Page extract →
== Segment start ==

Fox-1B or RadFxSat is an amateur radio satellite constructed by AMSAT (the Radio Amateur Satellite Corporation) and launched into low Earth orbit on a Delta II rocket from Vandenberg Air Force Base on November 18, 2017. After successful on-orbit operation, it was designated AMSAT-OSCAR 91, or AO-91. Much more information about AO-91 is available at http://www.amsat.org
This is a life-size scale model of AO-91 designed for 3D printing. It is based on the actual design files for AO-91, but some difficult-to-print details have been omitted, including the antennas.
The whole cube as a single object is a huge thing to print, and there's no way to print it cleanly without support material. STL files for the six individual faces were created to solve this problem. Each face can be printed with the flat inside surface down, and get the best results on the visible outside surfaces. Then the faces can be glued together to make the cube model.
Glue the six faces together at right angles to make a roughly cubical model. It should be fairly obvious how they are supposed to go together.
How This Model Was Created
I started with a set of CAD files created by AMSAT team member Bob Davis to capture the actual physical design of the spacecraft. This model contained every screw (with threads modeled), the two bent sheet metal pieces that form the chassis (with holes and countersinks modeled), the six circuit boards with solar cells and other components attached, the eight machined corner pieces, and so on. It didn't contain all the internal parts of the spacecraft, but it did include many parts that would not be visible in the final printed model. The CAD model, like the spacecraft, is largely hollow and open to outside vacuum.

== Segment end ==

Assignment 1 → Reproduce the AO-91 model description from "Fox-1B or RadFxSat" to "including the antennas.", including both of those passages.
Assignment 2 →
Answer these questions using the AO-91 model description.
(a) What rocket carried Fox-1B into orbit?
(b) Which difficult-to-print details does the scale model leave out?
(c) How many machined corner pieces did the CAD files include?
Assignment 3 → Continue the AO-91 model description from the end of its last sentence.

Stored data →
== Segment start ==

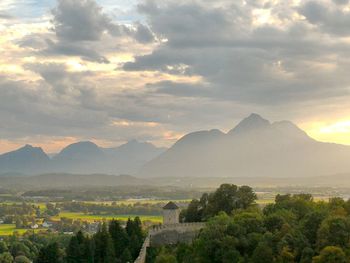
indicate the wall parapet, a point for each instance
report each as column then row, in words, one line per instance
column 180, row 228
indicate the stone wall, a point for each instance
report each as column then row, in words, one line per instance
column 169, row 235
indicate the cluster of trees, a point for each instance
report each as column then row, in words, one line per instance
column 227, row 198
column 24, row 249
column 293, row 229
column 111, row 244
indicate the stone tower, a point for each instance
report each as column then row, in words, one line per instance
column 171, row 214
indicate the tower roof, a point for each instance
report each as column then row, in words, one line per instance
column 170, row 206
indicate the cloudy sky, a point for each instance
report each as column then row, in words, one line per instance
column 115, row 70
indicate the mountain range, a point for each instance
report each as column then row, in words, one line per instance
column 254, row 148
column 79, row 158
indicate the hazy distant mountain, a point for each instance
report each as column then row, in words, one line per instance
column 254, row 148
column 57, row 180
column 80, row 158
column 27, row 158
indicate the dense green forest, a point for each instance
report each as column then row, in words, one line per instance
column 293, row 229
column 113, row 243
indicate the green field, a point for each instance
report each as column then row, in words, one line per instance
column 91, row 218
column 9, row 229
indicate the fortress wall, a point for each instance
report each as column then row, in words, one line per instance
column 169, row 235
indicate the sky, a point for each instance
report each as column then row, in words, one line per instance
column 110, row 71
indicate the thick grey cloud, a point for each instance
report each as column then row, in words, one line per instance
column 83, row 21
column 341, row 2
column 5, row 16
column 261, row 64
column 82, row 26
column 331, row 19
column 296, row 62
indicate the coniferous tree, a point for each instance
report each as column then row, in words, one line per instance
column 50, row 254
column 74, row 254
column 119, row 237
column 104, row 250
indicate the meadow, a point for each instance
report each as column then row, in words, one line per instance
column 9, row 229
column 92, row 218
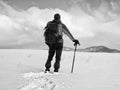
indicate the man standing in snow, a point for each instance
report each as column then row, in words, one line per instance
column 53, row 38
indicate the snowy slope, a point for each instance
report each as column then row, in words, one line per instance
column 21, row 70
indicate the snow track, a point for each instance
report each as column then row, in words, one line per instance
column 38, row 81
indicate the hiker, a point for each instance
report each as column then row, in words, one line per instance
column 53, row 38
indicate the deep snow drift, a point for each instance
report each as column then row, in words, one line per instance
column 21, row 70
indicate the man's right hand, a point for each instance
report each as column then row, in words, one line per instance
column 76, row 42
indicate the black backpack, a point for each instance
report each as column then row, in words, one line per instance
column 51, row 33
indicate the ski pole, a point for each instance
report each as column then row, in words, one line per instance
column 73, row 59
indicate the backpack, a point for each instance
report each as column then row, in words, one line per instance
column 53, row 33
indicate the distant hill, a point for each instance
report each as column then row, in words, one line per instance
column 99, row 49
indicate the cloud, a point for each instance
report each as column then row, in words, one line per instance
column 18, row 27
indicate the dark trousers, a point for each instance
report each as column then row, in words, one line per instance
column 54, row 48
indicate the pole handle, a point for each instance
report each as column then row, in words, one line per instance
column 73, row 59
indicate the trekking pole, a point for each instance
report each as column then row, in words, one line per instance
column 73, row 59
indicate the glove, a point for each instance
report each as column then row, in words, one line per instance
column 76, row 42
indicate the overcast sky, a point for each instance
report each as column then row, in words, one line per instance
column 93, row 22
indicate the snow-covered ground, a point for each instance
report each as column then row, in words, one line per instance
column 22, row 70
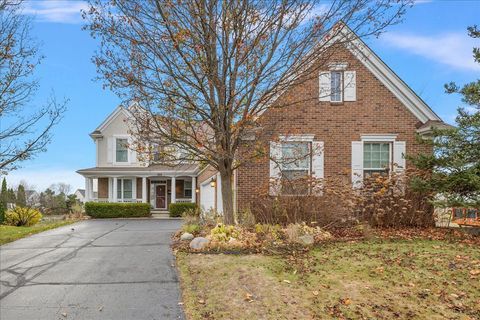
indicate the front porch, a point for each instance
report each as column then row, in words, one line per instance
column 159, row 191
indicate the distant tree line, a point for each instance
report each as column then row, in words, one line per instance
column 56, row 199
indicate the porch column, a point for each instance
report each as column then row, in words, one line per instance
column 110, row 190
column 114, row 195
column 134, row 189
column 144, row 190
column 194, row 189
column 173, row 190
column 87, row 189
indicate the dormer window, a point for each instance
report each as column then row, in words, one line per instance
column 336, row 85
column 121, row 150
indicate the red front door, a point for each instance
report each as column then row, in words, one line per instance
column 161, row 196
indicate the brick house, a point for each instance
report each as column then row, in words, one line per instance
column 357, row 117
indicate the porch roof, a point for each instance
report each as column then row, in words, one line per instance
column 157, row 169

== Segment end ==

Answer section 1 →
Fox-1B or RadFxSat is an amateur radio satellite constructed by AMSAT (the Radio Amateur Satellite Corporation) and launched into low Earth orbit on a Delta II rocket from Vandenberg Air Force Base on November 18, 2017. After successful on-orbit operation, it was designated AMSAT-OSCAR 91, or AO-91. Much more information about AO-91 is available at http://www.amsat.org
This is a life-size scale model of AO-91 designed for 3D printing. It is based on the actual design files for AO-91, but some difficult-to-print details have been omitted, including the antennas.

Answer section 2 →
(a) A Delta II rocket.
(b) Some difficult-to-print details, including the antennas.
(c) Eight.

Answer section 3 →
To make it printable, I brought the exported CAD file into Fusion 360. I eliminated most of the holes and hollowness by modeling a solid cube that matched the dimensions of the innermost visible surfaces. The cube had to be modified to preserve certain details, such as the Phillips screw heads. Some of the external objects in the CAD model (solar cells and their connections) had to be modified to actually touch or intersect with the inner surfaces. Other external objects would not have been printable and were simply deleted. Finally, all the remaining CAD objects were merged with the solid cube to create a single solid model of the satellite.
The single solid model is theoretically printable, but not very practical. To make a more practically printable design, the six faces of the cube were sliced off using construction planes to create a minimum thickness of 5mm.